- Exercise aim -
Recast the records from the line with "#detect horse withers" to the line with "top-left (0, 550), bottom-right (821, 864)", both included, as a JSON list of strings with one string per line. Leave out any blank lines.

- Listing -
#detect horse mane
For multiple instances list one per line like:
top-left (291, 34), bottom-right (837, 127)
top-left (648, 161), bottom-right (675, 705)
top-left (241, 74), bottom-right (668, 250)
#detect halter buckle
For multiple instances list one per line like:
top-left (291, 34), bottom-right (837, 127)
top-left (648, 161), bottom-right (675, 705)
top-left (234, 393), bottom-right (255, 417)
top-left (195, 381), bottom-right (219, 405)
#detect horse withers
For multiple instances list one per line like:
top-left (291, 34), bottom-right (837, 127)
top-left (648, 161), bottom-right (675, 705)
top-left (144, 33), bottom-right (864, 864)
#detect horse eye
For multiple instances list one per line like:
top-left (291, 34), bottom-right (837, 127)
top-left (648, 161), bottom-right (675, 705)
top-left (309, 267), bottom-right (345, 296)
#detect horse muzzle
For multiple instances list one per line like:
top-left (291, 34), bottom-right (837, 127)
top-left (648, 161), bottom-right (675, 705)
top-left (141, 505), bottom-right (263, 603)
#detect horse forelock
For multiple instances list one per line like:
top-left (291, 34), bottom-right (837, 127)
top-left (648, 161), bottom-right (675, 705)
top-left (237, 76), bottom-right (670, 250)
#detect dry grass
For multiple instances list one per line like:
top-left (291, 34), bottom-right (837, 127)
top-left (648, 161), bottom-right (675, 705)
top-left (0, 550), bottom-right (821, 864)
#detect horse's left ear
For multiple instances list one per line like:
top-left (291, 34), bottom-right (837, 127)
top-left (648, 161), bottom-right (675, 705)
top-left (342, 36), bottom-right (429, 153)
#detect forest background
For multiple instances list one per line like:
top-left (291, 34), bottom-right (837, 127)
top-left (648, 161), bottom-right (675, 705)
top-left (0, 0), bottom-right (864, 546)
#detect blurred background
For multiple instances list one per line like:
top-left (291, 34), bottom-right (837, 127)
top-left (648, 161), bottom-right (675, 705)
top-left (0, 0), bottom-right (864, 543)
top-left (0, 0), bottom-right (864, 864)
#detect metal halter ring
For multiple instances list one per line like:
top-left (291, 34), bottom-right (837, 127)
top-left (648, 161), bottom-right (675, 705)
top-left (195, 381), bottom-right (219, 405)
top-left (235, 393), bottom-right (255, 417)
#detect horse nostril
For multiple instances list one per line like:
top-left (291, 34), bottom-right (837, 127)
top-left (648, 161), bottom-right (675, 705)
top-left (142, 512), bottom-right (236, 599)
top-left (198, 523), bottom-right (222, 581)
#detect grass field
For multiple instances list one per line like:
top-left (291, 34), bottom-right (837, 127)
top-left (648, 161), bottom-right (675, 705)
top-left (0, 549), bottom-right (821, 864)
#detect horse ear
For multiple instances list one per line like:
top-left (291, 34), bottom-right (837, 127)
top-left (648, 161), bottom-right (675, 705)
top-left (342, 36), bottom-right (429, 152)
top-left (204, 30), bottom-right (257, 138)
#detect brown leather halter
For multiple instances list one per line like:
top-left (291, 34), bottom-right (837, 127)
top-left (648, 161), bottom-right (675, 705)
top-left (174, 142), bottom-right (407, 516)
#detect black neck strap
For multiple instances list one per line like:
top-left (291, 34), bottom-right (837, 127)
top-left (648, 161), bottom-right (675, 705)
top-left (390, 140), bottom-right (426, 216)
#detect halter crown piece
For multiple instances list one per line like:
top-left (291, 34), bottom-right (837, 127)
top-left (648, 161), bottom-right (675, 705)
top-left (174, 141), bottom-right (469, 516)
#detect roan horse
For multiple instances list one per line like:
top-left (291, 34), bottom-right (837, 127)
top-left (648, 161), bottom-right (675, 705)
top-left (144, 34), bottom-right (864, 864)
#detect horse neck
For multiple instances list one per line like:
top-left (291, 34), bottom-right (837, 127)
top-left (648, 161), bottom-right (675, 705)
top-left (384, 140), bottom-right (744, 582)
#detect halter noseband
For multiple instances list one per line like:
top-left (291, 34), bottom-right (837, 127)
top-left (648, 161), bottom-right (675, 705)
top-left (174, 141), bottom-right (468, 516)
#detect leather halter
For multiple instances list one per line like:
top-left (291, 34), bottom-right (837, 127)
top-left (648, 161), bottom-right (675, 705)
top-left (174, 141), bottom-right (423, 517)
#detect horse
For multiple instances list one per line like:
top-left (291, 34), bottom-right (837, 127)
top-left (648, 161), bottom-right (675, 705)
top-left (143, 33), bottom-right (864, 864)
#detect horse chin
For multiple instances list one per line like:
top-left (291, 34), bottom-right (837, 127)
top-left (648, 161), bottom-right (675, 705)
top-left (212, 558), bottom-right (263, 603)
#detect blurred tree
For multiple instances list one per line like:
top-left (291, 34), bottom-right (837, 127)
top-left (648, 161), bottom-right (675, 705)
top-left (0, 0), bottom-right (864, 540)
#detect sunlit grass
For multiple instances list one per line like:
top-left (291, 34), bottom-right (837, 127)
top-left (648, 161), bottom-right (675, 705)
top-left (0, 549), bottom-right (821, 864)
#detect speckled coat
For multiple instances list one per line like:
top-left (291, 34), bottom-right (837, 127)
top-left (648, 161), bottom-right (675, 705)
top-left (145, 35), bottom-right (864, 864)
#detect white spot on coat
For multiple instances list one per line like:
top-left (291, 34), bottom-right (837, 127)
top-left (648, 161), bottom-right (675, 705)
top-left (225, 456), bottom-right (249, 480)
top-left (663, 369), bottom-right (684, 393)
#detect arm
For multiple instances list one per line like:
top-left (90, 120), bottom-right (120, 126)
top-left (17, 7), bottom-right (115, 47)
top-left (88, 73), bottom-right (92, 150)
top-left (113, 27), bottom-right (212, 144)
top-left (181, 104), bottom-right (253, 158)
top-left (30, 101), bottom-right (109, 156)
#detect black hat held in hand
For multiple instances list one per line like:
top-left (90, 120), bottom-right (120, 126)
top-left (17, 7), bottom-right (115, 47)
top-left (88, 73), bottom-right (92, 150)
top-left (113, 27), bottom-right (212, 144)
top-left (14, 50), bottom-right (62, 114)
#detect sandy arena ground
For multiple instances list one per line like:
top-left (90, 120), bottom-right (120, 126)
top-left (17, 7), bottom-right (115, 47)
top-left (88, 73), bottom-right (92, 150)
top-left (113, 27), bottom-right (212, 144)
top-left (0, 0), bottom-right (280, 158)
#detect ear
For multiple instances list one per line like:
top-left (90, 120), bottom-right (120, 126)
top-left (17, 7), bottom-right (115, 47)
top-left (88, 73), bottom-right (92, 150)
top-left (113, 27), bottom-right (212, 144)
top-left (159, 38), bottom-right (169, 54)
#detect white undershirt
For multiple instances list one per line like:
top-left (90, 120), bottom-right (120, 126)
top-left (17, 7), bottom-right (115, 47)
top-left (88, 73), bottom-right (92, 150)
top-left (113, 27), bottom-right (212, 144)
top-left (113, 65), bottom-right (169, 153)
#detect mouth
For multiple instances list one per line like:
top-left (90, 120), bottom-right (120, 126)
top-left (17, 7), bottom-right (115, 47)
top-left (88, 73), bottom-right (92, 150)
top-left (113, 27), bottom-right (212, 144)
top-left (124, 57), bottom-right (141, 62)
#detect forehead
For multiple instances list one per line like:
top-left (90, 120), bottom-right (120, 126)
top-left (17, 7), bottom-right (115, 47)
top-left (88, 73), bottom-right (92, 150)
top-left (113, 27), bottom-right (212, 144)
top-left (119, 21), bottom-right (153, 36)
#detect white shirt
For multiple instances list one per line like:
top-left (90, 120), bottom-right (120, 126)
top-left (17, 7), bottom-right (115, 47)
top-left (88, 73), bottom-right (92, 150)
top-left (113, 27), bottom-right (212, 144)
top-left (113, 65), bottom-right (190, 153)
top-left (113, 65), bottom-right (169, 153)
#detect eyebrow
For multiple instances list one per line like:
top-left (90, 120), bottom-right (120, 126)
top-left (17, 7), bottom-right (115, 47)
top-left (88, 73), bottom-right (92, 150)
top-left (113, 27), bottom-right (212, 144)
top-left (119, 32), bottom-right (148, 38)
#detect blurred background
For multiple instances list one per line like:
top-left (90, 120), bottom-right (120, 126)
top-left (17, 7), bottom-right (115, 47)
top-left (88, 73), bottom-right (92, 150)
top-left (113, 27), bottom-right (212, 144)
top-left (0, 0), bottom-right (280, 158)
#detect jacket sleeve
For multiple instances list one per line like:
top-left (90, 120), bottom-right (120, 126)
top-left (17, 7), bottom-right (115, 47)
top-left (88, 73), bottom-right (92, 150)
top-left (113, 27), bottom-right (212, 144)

- Complete response -
[
  "#detect horse withers",
  "For multiple instances list one per line like:",
  "top-left (291, 34), bottom-right (837, 127)",
  "top-left (648, 161), bottom-right (675, 705)",
  "top-left (144, 33), bottom-right (864, 864)",
  "#detect horse eye",
  "For multiple instances list one per line like:",
  "top-left (291, 34), bottom-right (837, 127)",
  "top-left (648, 161), bottom-right (675, 705)",
  "top-left (309, 267), bottom-right (345, 296)",
  "#detect horse muzzle",
  "For multiple instances list one per line like:",
  "top-left (291, 34), bottom-right (837, 127)",
  "top-left (648, 161), bottom-right (675, 705)",
  "top-left (141, 505), bottom-right (263, 603)",
  "#detect horse forelock",
  "For multiple instances list one per line like:",
  "top-left (291, 34), bottom-right (837, 127)",
  "top-left (648, 161), bottom-right (675, 705)",
  "top-left (237, 76), bottom-right (670, 250)",
  "#detect dry grass",
  "For multiple instances list one per line like:",
  "top-left (291, 34), bottom-right (837, 127)",
  "top-left (648, 161), bottom-right (675, 705)",
  "top-left (0, 550), bottom-right (821, 864)"
]